DIRECTIVE>
Please copy every one of the lines below word for word.

Saved dataset items
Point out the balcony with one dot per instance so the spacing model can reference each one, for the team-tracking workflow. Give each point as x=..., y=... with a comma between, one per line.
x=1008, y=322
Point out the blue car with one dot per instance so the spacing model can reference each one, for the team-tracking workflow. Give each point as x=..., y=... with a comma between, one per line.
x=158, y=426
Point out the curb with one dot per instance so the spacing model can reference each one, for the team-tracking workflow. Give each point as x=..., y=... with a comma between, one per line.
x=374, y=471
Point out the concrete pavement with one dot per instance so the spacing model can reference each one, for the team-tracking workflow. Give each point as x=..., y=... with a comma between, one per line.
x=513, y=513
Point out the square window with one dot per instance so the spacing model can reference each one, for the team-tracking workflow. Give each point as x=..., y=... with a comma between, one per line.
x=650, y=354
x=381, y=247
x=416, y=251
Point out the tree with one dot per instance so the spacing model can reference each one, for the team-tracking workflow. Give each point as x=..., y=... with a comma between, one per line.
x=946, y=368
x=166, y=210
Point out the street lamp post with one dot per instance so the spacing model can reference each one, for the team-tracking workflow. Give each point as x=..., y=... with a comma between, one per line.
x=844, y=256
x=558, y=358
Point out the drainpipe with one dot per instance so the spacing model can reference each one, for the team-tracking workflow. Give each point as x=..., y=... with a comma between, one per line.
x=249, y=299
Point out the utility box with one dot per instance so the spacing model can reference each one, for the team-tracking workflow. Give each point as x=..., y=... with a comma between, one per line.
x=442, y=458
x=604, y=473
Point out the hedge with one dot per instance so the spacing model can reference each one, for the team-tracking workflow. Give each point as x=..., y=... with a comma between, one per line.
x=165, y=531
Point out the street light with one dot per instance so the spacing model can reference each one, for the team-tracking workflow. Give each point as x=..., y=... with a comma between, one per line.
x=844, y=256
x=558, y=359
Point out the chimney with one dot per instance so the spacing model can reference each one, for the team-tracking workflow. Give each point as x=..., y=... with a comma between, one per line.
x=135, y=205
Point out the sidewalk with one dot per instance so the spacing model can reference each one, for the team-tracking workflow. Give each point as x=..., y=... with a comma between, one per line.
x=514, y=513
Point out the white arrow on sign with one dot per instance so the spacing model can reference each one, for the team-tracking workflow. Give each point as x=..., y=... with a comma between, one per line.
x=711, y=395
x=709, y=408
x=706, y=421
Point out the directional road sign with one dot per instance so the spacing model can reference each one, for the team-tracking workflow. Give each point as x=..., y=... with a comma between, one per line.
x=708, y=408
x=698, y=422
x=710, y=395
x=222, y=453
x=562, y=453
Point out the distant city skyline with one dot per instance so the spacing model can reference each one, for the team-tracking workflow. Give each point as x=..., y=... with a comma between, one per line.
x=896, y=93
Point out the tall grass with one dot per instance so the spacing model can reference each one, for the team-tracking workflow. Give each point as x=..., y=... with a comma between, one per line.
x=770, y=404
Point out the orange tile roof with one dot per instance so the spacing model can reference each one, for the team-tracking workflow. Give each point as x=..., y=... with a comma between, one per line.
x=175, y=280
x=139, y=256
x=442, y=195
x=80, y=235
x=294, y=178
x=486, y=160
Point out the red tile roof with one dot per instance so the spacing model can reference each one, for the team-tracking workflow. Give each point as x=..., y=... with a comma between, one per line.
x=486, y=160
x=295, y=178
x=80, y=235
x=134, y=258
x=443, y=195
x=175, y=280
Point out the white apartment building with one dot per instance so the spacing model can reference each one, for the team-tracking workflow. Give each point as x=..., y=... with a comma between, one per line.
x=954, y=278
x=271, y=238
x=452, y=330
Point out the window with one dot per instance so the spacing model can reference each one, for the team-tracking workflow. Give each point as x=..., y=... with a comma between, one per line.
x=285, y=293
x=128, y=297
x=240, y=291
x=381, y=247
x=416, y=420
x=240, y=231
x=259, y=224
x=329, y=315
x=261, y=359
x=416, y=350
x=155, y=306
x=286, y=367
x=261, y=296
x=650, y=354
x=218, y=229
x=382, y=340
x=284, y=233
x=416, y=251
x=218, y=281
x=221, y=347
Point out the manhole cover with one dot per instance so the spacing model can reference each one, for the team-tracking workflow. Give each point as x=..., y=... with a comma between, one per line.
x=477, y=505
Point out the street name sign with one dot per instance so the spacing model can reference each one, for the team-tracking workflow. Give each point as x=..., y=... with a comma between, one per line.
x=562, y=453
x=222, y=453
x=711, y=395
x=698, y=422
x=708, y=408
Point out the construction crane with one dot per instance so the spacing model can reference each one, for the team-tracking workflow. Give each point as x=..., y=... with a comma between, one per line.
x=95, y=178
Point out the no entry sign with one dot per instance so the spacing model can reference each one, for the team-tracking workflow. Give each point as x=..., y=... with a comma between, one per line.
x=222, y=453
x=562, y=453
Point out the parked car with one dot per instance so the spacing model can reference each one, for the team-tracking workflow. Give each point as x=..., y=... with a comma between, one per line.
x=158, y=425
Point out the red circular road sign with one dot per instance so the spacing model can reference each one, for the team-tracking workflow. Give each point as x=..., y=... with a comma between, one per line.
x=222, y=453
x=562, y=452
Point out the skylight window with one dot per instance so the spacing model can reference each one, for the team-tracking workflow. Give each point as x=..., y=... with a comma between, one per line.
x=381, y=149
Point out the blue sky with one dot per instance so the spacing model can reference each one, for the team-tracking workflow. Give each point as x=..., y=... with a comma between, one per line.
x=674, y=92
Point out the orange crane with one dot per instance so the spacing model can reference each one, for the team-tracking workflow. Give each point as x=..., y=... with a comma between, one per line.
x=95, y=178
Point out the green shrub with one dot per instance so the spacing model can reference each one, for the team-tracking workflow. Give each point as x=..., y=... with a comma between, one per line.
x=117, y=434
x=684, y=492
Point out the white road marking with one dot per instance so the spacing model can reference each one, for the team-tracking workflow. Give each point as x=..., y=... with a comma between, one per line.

THE RESULT>
Point out the balcony with one dot per instance so the spacing model can reference each one, for the team-tracking workflow. Give each point as x=..., y=... with a comma between, one per line.
x=1008, y=322
Point out the blue car with one dot per instance so the spacing model can reference each one, for the team-tracking workflow. Give each point as x=..., y=... with a comma between, one per line.
x=158, y=426
Point out the curb with one dot per instance so the spacing model can reference each one, for the team-tracking workflow. Give each point as x=..., y=... with a comma between, one per line.
x=374, y=471
Point out the concrete pavement with one dot per instance so the spacing model can reference each one, for the team-tracking workflow. Give each point as x=..., y=... with a comma between, one per line.
x=513, y=513
Point out the square window with one dot per instance so the spacing model can reference each one, for the team-tracking workflow. Give each point as x=..., y=... with a comma between, one per line.
x=650, y=354
x=381, y=247
x=416, y=251
Point out the tree with one dot per instance so the spacing model can reference each one, for the team-tracking workflow. Give each point as x=..., y=... with a comma between, one per line.
x=946, y=368
x=166, y=210
Point out the street lamp post with one dot per instance so the spacing model can reference each one, for the team-tracking workflow. Give each point as x=..., y=... with a comma between, one per line.
x=844, y=256
x=558, y=358
Point out the drainpipe with one dot per instance so the spacing model can reference each one, for the team-tracking workflow. Give each point as x=..., y=... with a comma between, one per line.
x=249, y=299
Point out the utility box with one dot per instance so the spacing model can reference each one, for the team-tracking workflow. Give each point as x=..., y=... with a comma between, one per line.
x=442, y=458
x=604, y=473
Point out the hedge with one dot per instance so the spacing model can reference each one, for the team-tracking workflow. Give each point as x=..., y=... with a comma between, one per line.
x=165, y=531
Point out the street light with one dot per instance so the spacing model can reference each one, for the team-tracking workflow. Give each point as x=..., y=... with a comma between, one per line.
x=844, y=256
x=558, y=359
Point out the chimney with one dot per instance so the spacing model can reference each one, for the team-tracking workflow. Give each point as x=..., y=... with a comma between, one per line.
x=135, y=205
Point out the sidewalk with one dot per instance so the spacing model can reference each one, for the team-tracking workflow. Give each point as x=..., y=... with a comma between, one per line.
x=514, y=513
Point out the white arrow on sign with one dot per instance so the spacing model can reference each one, for the team-tracking workflow. Give each point as x=..., y=... with a comma between, one per line.
x=711, y=395
x=709, y=408
x=706, y=421
Point out the directional road sign with one dot per instance so the spacing model can reference each one, for the team-tracking workflow. Give each point as x=..., y=... with a comma between, one per line.
x=708, y=408
x=698, y=422
x=710, y=395
x=222, y=453
x=562, y=453
Point out the distant city skyline with one dot per instance so the spacing model can reference each one, for the team-tracking workflow. Give each point as x=..., y=... with a comma between, one per line.
x=896, y=93
Point out the tall grass with one dot per instance so the spacing model can reference each one, for the team-tracking workflow. Give each point as x=..., y=... with a comma between, one per line.
x=770, y=404
Point out the orange tile roof with one dot per instance so the spacing model can reference each one, for the team-tracking workflow. Give each point as x=..., y=... with a comma between, one per line.
x=175, y=280
x=139, y=256
x=442, y=195
x=80, y=235
x=294, y=178
x=486, y=160
Point out the red tile roof with one dot per instance so the spacing model can reference each one, for the team-tracking workflow. Give each point as x=..., y=... with a comma between, one per line.
x=486, y=160
x=295, y=178
x=80, y=235
x=134, y=258
x=443, y=195
x=175, y=280
Point out the white apartment building with one dot per instance so the spacing model can reference each one, for the team-tracking workflow. Give each point as x=..., y=... with a comma between, one per line.
x=954, y=278
x=271, y=238
x=452, y=330
Point out the window with one dot per instance so the spacing model can reference each one, for the team-tracking workflow. Give each point as x=..., y=... with a comma between, one per line.
x=285, y=293
x=128, y=297
x=240, y=291
x=381, y=247
x=416, y=420
x=240, y=231
x=259, y=224
x=329, y=315
x=261, y=359
x=416, y=350
x=155, y=306
x=286, y=367
x=261, y=296
x=650, y=354
x=218, y=229
x=382, y=340
x=284, y=233
x=416, y=251
x=218, y=281
x=221, y=347
Point out the manhole cover with one dot per instance so the spacing model can reference each one, for the team-tracking workflow. Give each point as x=..., y=... with a comma between, one per line.
x=477, y=505
Point out the street name sign with one dot per instance so the spacing model can reference each one, for the team-tracking workflow. Give each point as x=..., y=... with a comma between, one per line.
x=562, y=453
x=222, y=453
x=711, y=395
x=698, y=422
x=708, y=408
Point out the construction crane with one dot per instance so the spacing model can reference each one, for the team-tracking workflow. Give each point as x=..., y=... with a comma between, one per line.
x=95, y=178
Point out the no entry sign with one dot per instance so the spacing model can reference each one, for the team-tracking workflow. Give each point as x=..., y=... with a comma between, one per line.
x=222, y=453
x=562, y=453
Point out the parked car with one dot per instance so the spacing model can reference each one, for the team-tracking workflow. Give each point as x=..., y=... with a comma between, one per line.
x=158, y=425
Point out the red circular road sign with one dot per instance so the spacing model can reference each one, for the team-tracking workflow. Give each point as x=..., y=... with a comma between, one per line.
x=222, y=453
x=562, y=452
Point out the skylight window with one dot per instance so the spacing model can reference each one, for the team-tracking workflow. Give each point as x=..., y=... with a comma between, one per line.
x=381, y=149
Point out the blue sky with one dot per instance so the spacing model can reference each one, for the team-tracking workflow. Give each point as x=..., y=... with a comma between, one per line.
x=674, y=92
Point out the orange crane with one dot per instance so the spacing model can reference each one, for the team-tracking workflow. Give each point as x=..., y=... with a comma between, one per line.
x=95, y=178
Point out the green shrub with one dot per instance so the spacing model can reference each one, for the team-tracking workflow. Give each point as x=..., y=... with a comma between, one per line.
x=117, y=434
x=684, y=492
Point out the white road marking with one dot per instance so the spacing model can reference each one, for the team-tracking workflow. Give each point as x=..., y=... with a comma between, one per line.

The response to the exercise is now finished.